▶ Goal: Mark each statement yes or no according to the hackathon notebook below, quoting the exact words that decide it. 1. Each user receives 20 editions ranked from 200 candidates. 2. The authors file is noted as useful. 3. Diversity accounts for 0.7 of the score.

▶ Source extract:

++++++++++

# Book Recommendation Hackathon 

**Task:** Rank 20 editions for each user from 200 candidates, optimizing Score = 0.7×NDCG@20 + 0.3×Diversity@20

**Strategy - classic, catboost ranker + rearranging (for the 30% of the residual metric bcs catboost is fitted on ndcg)**

## 1 - loading data

In [1]:
import pandas as pd

interactions = pd.read_csv('data/interactions.csv')
editions = pd.read_csv('data/editions.csv')
users = pd.read_csv('data/users.csv')
book_genres = pd.read_csv('data/book_genres.csv')
genres = pd.read_csv('data/genres.csv')
authors = pd.read_csv('data/authors.csv') #useless
target_users = pd.read_csv('submit/targets.csv') # users that I will give more weights
target_interactions = pd.read_csv('submit/candidates.csv') # their interactions for prediction

print('all data frames have been loaded successfully')

all data frames have been loaded successfully


## 2 - data preparation

#### 2.1 - enriched books' data

In [2]:
book_genres = book_genres.groupby('book_id')['genre_id'].apply(lambda x: ' '.join(x.astype(str))).reset_index()
#book_genres = book_genres.reset_index().groupby('book_id')['genre_id'].apply(list).reset_index() - not yet sure what is better
enriched_editions = editions.merge(book_genres, on='book_id')

print("books' data has been enriched successfully")

++++++++++

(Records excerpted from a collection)
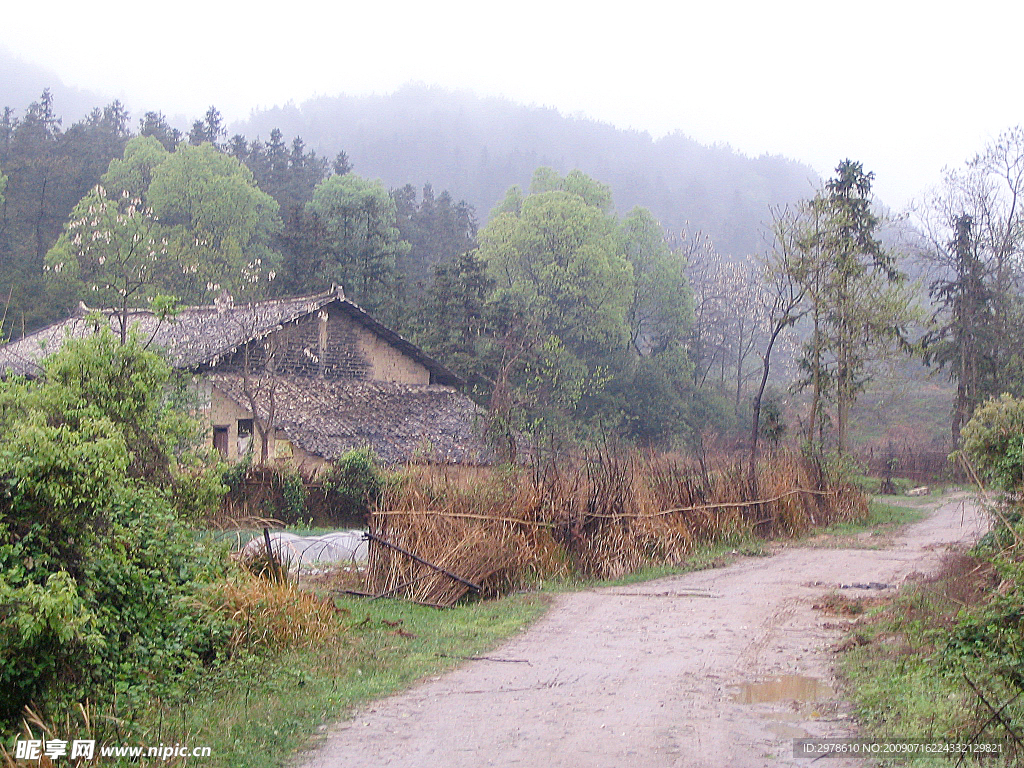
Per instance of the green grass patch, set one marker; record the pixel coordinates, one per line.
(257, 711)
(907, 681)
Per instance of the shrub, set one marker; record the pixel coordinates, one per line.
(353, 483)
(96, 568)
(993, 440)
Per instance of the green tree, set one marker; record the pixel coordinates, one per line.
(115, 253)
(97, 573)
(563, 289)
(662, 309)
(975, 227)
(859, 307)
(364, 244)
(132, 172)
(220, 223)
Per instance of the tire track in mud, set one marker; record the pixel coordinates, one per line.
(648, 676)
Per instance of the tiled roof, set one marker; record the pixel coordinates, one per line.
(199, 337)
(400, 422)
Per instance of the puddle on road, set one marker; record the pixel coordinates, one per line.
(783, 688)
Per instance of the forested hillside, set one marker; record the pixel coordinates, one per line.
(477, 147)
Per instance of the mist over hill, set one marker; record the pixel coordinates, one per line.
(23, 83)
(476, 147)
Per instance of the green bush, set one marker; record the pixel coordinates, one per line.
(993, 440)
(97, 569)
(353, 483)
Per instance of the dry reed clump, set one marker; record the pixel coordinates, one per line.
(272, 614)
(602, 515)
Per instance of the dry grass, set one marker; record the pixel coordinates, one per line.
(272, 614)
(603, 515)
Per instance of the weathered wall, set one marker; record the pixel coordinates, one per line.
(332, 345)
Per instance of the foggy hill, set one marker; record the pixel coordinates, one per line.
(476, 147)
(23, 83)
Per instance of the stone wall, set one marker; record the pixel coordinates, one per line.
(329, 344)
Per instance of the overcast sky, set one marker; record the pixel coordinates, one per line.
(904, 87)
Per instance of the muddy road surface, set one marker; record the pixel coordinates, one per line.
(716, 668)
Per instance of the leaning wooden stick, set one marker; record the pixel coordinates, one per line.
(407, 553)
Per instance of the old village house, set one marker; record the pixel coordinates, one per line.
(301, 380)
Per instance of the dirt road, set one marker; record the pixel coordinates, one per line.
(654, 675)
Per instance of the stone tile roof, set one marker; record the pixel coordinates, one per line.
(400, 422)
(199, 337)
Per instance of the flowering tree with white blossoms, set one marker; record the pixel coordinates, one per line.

++++++++++

▶ Expected answer:
1. Yes: "Rank 20 editions for each user from 200 candidates"
2. No: "authors = pd.read_csv('data/authors.csv') #useless"
3. No: "Score = 0.7×NDCG@20 + 0.3×Diversity@20"